» TO DO:
Count how many lines in the records below contain the string "tree" with matching case. Reply with the number alone.

» RECORDS PROVIDED:
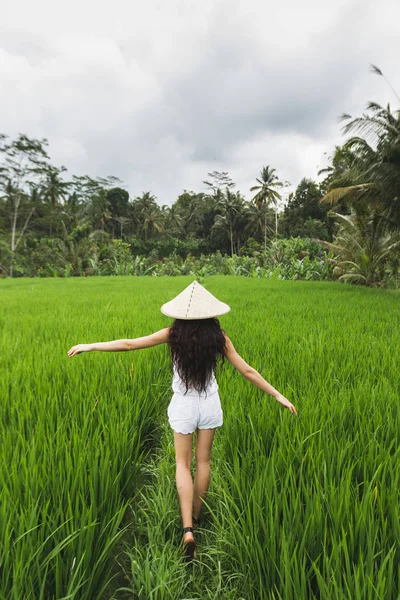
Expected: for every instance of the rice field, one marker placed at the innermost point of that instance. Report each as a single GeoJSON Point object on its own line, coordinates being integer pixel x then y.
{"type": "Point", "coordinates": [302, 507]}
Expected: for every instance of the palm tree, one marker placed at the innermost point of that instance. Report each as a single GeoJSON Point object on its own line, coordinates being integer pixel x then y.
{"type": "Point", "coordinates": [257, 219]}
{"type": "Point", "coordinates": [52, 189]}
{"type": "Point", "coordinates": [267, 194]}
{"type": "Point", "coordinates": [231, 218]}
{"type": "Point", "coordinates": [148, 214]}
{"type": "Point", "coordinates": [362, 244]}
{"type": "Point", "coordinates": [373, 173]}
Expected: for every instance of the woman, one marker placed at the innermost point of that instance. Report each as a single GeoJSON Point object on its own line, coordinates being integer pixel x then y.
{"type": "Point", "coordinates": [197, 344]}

---

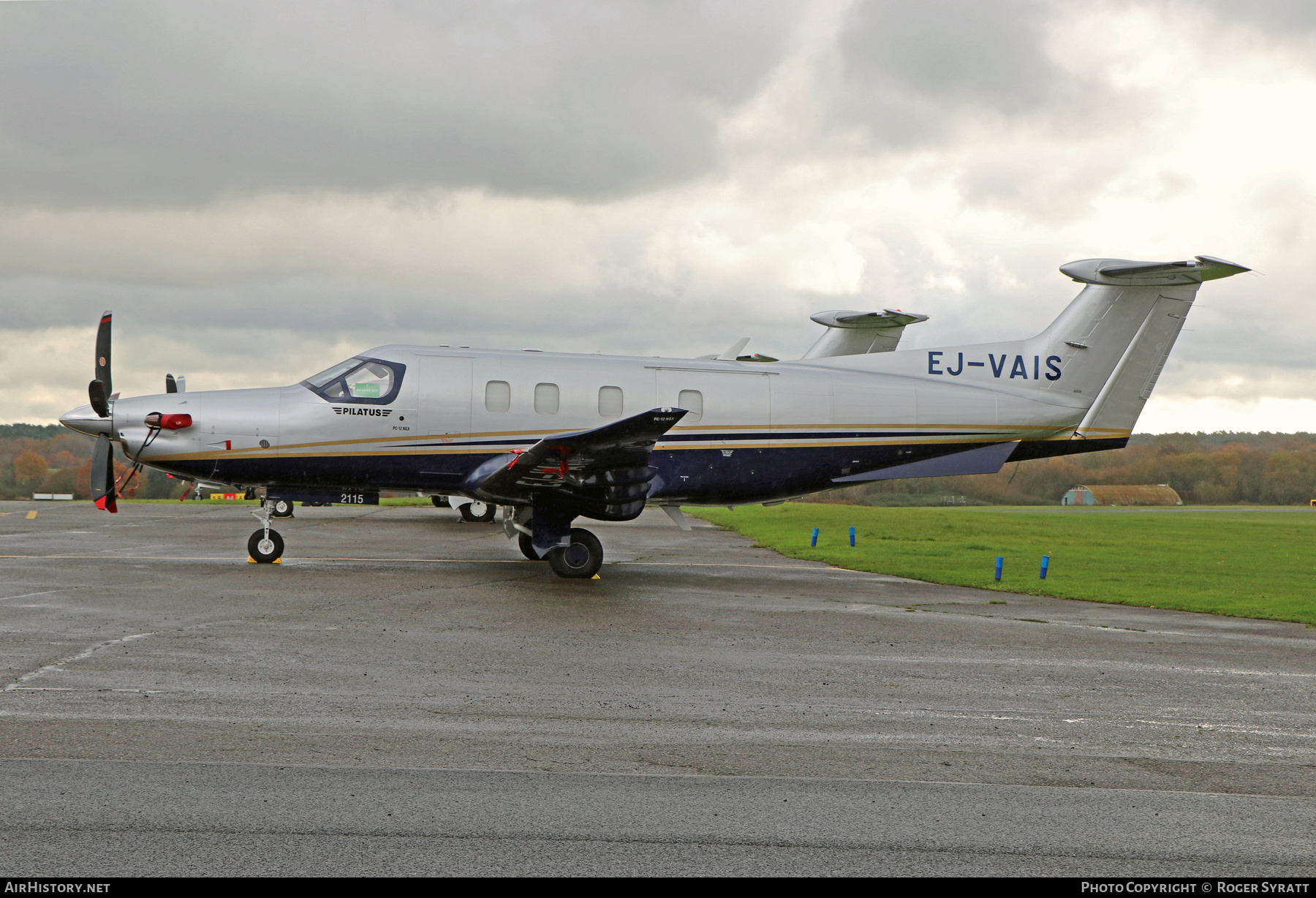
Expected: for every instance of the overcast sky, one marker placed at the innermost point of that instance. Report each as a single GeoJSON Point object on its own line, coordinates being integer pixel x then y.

» RESULT BELOW:
1